§ Document section
========================

What are some of the decisions he made that contributed to his success?

Muir showed talent as an inventor early in life in an age where invention, industrialization and machine creation was the new hot thing. He was born nine years before both Thomas Edison and Alexander Graham Bell. He abandoned all of that and headed away from city life towards the wilderness though – this would prove to be the decision that defined his success most. Following his passion rather than anyone (society, friends, family, etc.) or anything else (fame, money, security, etc.).

I wonder what the alternate-reality Muir, the one that stayed in industry, would have achieved. At worst it seems he could have gone on to have a profitable career in that industry, perhaps crossing paths with Edison, Bell, Tesla or similar. Perhaps he would have gone on to do really great things and we would know the name Muir anyhow. I suspect if his heart wasn’t in it though, he would have had a middling career and the founding of the National Park Service would have been delayed by years or generations.

I noticed that Muir tended to live in bursts of about 5-10 years before deciding to switch gears. For example his Yosemite period was 1868 to 1874, and later he would spend close to a decade focused on running the family orchard. I would, of course, notice that trend because I am currently undertaking the planning of my next six year burst. I’ve noticed this pattern leading to success from a few people and think there is something to it. I could write more about it later, but I believe it has something to do with continual personal growth, the synthesis of multiple different areas in ways no one has tried before, and being available to go through new doors that weren’t previously open, thanks to changing times, new technology, a changing zeitgeist, etc.

What was one thing about the John Muir’s life journey that is encouraging to me?

========================

[Dataset entries]

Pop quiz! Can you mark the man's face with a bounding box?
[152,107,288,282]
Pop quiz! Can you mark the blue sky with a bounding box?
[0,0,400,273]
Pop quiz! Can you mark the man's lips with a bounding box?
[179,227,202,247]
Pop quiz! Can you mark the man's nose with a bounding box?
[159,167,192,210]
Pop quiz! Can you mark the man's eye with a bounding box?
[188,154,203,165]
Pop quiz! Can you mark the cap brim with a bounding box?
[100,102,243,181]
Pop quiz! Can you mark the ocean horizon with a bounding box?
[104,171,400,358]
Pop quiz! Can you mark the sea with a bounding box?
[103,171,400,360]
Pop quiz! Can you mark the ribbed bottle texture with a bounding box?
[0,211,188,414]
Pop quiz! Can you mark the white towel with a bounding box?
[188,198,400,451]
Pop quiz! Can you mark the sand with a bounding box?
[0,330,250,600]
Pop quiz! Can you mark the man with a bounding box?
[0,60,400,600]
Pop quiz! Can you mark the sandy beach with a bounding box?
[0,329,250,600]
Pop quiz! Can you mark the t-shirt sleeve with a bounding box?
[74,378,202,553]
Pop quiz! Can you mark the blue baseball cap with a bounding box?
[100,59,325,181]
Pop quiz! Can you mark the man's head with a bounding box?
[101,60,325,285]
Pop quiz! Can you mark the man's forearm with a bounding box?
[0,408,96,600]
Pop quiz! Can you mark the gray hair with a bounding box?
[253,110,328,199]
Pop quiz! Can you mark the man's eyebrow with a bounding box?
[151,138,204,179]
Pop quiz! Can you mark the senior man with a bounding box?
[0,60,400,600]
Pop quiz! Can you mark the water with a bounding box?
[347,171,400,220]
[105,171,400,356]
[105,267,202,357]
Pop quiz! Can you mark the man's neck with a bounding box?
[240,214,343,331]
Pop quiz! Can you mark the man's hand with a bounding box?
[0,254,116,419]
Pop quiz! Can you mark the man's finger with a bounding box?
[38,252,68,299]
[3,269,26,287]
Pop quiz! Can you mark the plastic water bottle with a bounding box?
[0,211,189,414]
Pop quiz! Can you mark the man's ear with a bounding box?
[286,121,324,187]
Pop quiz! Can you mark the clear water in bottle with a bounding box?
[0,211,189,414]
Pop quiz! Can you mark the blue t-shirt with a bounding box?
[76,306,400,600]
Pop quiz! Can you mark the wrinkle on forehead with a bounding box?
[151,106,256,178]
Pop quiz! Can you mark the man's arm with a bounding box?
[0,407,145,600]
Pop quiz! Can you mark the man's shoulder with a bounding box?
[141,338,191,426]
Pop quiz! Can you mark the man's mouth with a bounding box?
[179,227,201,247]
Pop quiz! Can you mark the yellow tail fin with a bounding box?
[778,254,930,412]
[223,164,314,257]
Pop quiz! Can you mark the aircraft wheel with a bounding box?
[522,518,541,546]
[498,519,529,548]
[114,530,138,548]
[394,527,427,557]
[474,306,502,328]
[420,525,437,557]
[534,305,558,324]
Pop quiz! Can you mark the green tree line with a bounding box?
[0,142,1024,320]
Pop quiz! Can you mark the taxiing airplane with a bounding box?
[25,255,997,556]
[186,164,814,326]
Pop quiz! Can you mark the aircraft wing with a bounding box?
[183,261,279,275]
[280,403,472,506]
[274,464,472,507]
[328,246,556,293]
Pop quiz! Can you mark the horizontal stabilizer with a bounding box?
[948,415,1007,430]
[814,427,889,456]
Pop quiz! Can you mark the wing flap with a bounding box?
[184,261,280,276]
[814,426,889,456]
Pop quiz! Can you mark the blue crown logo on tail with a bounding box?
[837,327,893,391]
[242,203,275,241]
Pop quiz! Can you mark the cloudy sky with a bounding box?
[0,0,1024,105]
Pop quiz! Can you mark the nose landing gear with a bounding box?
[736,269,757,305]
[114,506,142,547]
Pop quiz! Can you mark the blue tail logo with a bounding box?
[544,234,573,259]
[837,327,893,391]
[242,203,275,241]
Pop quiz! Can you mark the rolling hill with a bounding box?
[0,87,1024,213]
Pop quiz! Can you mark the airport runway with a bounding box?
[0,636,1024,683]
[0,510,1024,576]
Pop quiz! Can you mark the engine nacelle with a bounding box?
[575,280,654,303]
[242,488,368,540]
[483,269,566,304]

========================

§ Objectives
(a) Write out the part of the John Muir essay that runs from "I wonder what" down to "years or generations.".
(b) In the rows, take everything from the line containing "Pop quiz! Can you mark the blue crown" down to the line containing "[0,510,1024,576]" and replace "cloudy sky" with "overcast sky". Return only those lines, with nothing else changed.
The essay on John Muir and the rows are unrelated pieces of material.

§ Answers
(a)
I wonder what the alternate-reality Muir, the one that stayed in industry, would have achieved. At worst it seems he could have gone on to have a profitable career in that industry, perhaps crossing paths with Edison, Bell, Tesla or similar. Perhaps he would have gone on to do really great things and we would know the name Muir anyhow. I suspect if his heart wasn’t in it though, he would have had a middling career and the founding of the National Park Service would have been delayed by years or generations.

(b)
Pop quiz! Can you mark the blue crown logo on tail with a bounding box?
[837,327,893,391]
[242,203,275,241]
Pop quiz! Can you mark the overcast sky with a bounding box?
[0,0,1024,105]
Pop quiz! Can you mark the nose landing gear with a bounding box?
[736,269,757,305]
[114,506,142,547]
Pop quiz! Can you mark the blue tail logo with a bounding box?
[544,234,573,259]
[837,327,893,391]
[242,203,275,241]
Pop quiz! Can you mark the rolling hill with a bounding box?
[0,87,1024,213]
Pop quiz! Can you mark the airport runway with a bounding box?
[0,636,1024,683]
[0,510,1024,576]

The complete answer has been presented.